MATERIAL SUPPLIED section start

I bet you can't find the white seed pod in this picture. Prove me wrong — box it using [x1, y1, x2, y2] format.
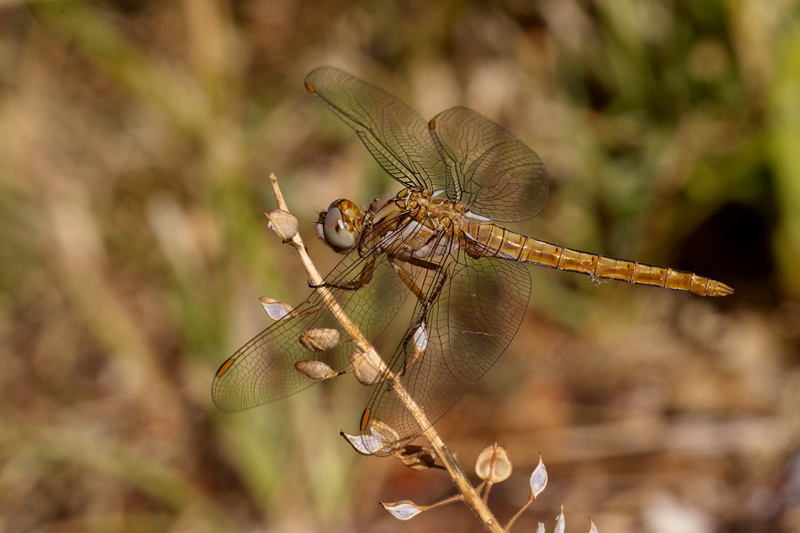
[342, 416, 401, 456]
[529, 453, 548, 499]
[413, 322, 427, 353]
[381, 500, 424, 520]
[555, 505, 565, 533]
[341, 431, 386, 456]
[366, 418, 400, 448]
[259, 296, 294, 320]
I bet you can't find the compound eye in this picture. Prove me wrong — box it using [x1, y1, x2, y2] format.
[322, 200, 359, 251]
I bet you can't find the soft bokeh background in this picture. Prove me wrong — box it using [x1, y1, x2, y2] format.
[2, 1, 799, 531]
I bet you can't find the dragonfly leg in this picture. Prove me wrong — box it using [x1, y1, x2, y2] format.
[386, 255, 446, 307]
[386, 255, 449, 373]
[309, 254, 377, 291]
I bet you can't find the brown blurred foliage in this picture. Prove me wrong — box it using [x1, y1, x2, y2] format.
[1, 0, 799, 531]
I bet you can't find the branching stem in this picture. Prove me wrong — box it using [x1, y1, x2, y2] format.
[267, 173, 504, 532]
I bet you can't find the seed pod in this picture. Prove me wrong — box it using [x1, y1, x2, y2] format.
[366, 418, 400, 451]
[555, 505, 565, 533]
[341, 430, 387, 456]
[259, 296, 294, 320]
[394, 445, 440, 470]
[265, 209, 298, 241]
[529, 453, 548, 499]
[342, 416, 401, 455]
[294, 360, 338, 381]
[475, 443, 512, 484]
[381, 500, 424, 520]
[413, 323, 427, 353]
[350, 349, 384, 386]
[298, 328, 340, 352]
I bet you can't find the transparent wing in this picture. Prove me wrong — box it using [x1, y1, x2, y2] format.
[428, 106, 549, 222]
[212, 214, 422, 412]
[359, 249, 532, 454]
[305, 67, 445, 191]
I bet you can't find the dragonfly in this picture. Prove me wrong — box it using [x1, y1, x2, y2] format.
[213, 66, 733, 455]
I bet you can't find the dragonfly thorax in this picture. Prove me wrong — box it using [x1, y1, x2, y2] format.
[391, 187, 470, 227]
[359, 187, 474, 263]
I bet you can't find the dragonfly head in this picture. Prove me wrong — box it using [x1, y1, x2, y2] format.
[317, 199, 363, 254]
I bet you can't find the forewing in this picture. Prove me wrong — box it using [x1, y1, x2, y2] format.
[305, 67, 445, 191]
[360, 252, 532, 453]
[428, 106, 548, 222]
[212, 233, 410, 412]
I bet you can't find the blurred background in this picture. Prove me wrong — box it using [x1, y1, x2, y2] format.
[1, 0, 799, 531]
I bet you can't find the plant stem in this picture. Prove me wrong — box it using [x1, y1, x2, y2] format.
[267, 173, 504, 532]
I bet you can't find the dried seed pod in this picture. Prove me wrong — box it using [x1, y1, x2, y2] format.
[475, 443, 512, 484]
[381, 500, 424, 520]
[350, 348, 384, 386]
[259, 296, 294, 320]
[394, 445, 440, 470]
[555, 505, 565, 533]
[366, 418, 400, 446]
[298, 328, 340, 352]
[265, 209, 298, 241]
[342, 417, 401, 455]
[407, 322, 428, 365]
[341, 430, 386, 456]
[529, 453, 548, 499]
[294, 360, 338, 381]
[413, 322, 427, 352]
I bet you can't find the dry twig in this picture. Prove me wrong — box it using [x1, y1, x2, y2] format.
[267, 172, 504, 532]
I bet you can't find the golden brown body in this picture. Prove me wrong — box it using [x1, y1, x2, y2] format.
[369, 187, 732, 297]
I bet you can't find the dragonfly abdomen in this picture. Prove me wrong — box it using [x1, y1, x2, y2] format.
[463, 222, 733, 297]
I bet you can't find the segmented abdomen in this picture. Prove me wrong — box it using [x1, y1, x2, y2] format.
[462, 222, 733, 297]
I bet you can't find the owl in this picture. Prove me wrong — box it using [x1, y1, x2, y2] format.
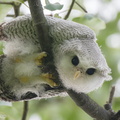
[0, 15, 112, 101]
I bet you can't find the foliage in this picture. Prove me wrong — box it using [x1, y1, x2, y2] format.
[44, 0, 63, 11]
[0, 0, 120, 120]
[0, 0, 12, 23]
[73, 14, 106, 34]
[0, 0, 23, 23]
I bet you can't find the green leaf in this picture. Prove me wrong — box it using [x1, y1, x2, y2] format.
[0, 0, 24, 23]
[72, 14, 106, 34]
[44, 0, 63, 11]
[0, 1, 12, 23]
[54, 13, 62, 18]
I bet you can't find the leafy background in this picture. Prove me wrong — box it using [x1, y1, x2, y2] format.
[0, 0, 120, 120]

MATERIAL SUPPLIED section end

[BRIEF]
Could you set down every entry above exactly as it stands, with no images?

[RESPONSE BELOW]
I bet you can't find the white seed pod in this picture. Prove me wrong — box it using [x1, y1, x2, y2] format.
[342, 416, 401, 456]
[529, 453, 548, 499]
[413, 322, 427, 353]
[381, 500, 424, 520]
[555, 505, 565, 533]
[341, 431, 386, 456]
[366, 418, 400, 448]
[259, 296, 294, 320]
I bet you can't find the compound eye in this picture. Prove me wrong — box it using [x1, y1, x2, y2] format.
[322, 200, 359, 251]
I bet you can't find the soft bokeh background in this picture. Prove me wrong — box it using [x1, y1, x2, y2] format.
[2, 1, 799, 531]
I bet you can't find the dragonfly leg in this picture. Prove me wrong — box it using [x1, y1, x2, y2] format.
[386, 255, 446, 307]
[386, 255, 449, 373]
[309, 254, 377, 291]
I bet you can't find the brown blurred foliage in this picture. Prove me wrong — box it using [x1, y1, x2, y2] format.
[1, 0, 799, 531]
I bet you can't find the branching stem in this picture. Prove me wrong — box it using [x1, y1, x2, y2] format.
[267, 173, 504, 532]
I bet you can't find the seed pod in this picture. Prove me wrong — box it using [x1, y1, x2, y2] format.
[366, 418, 400, 451]
[555, 505, 565, 533]
[341, 430, 387, 456]
[259, 296, 294, 320]
[394, 445, 440, 470]
[265, 209, 298, 241]
[529, 453, 548, 499]
[342, 416, 401, 455]
[294, 360, 338, 381]
[475, 443, 512, 484]
[381, 500, 424, 520]
[413, 323, 427, 353]
[350, 349, 384, 386]
[298, 328, 340, 352]
I bet you can't find the transparent wing in this picture. Prove me wrong — box it using [x1, y1, x2, y2] format.
[428, 106, 549, 222]
[212, 214, 422, 412]
[359, 249, 532, 454]
[305, 67, 445, 191]
I bet you can't find the dragonfly in this picture. Prove me wrong — box it using [x1, y1, x2, y2] format.
[213, 66, 733, 455]
I bet you can't find the dragonfly thorax in this picture. Prove me wrong — box it using [x1, y1, x2, y2] format.
[391, 187, 470, 227]
[359, 187, 474, 263]
I bet you can't find the dragonfly head in this picture. Prove me wrong — box it using [x1, y1, x2, y2] format.
[317, 199, 363, 254]
I bet you can't find the forewing in this picture. Prove me wrong — box it using [x1, y1, x2, y2] format.
[305, 67, 445, 191]
[360, 252, 532, 453]
[428, 106, 548, 222]
[212, 233, 410, 412]
I bet you can't find the blurred background in this picture. Prove me wrong — box it using [x1, y1, x2, y2] format.
[1, 0, 799, 531]
I bet you can't find the plant stem in this picture. Prove me wrong — box it using [x1, y1, x2, y2] format.
[267, 173, 504, 532]
I bet you can't find the dried seed pod in this picture. Prove me wrong — box it using [x1, y1, x2, y2] format.
[475, 443, 512, 484]
[381, 500, 424, 520]
[350, 348, 384, 386]
[259, 296, 294, 320]
[394, 445, 440, 470]
[555, 505, 565, 533]
[366, 418, 400, 446]
[298, 328, 340, 352]
[265, 209, 298, 241]
[342, 417, 401, 455]
[407, 322, 428, 365]
[341, 430, 386, 456]
[529, 453, 548, 499]
[294, 360, 338, 381]
[413, 322, 427, 352]
I bet you can't find the dry twig in this picture. Prove me wrong — box it using [x1, y1, x2, y2] format.
[267, 172, 504, 532]
I bet you can't find the golden brown body in this picture. Prove me wrong — box it using [x1, y1, x2, y2] format.
[369, 187, 732, 297]
I bet you can't find the dragonfly abdomen in this picture. Prove me wrong — box it using [x1, y1, x2, y2] format.
[463, 222, 733, 297]
I bet you can't find the segmented abdomen in this picture. Prove me wrong — box it using [x1, y1, x2, y2] format.
[462, 222, 733, 297]
I bet you can't find the owl in this picture. Prove me wrong — box it using [x1, y1, x2, y2] format.
[0, 15, 112, 101]
I bet you can't find the foliage in this picture. Prove me wrong — box it using [x1, y1, x2, y2] format.
[44, 0, 63, 11]
[0, 0, 120, 120]
[0, 0, 12, 23]
[73, 14, 106, 34]
[0, 0, 23, 23]
I bet you can't find the green leaf in this picture. Prove me wrong — box it using [x1, y1, x2, y2] format.
[0, 0, 24, 23]
[72, 14, 106, 34]
[44, 0, 63, 11]
[0, 1, 12, 23]
[54, 13, 62, 18]
I bet you can't find the leafy background in this picture. Prove me wrong — box it using [x1, y1, x2, y2] format.
[0, 0, 120, 120]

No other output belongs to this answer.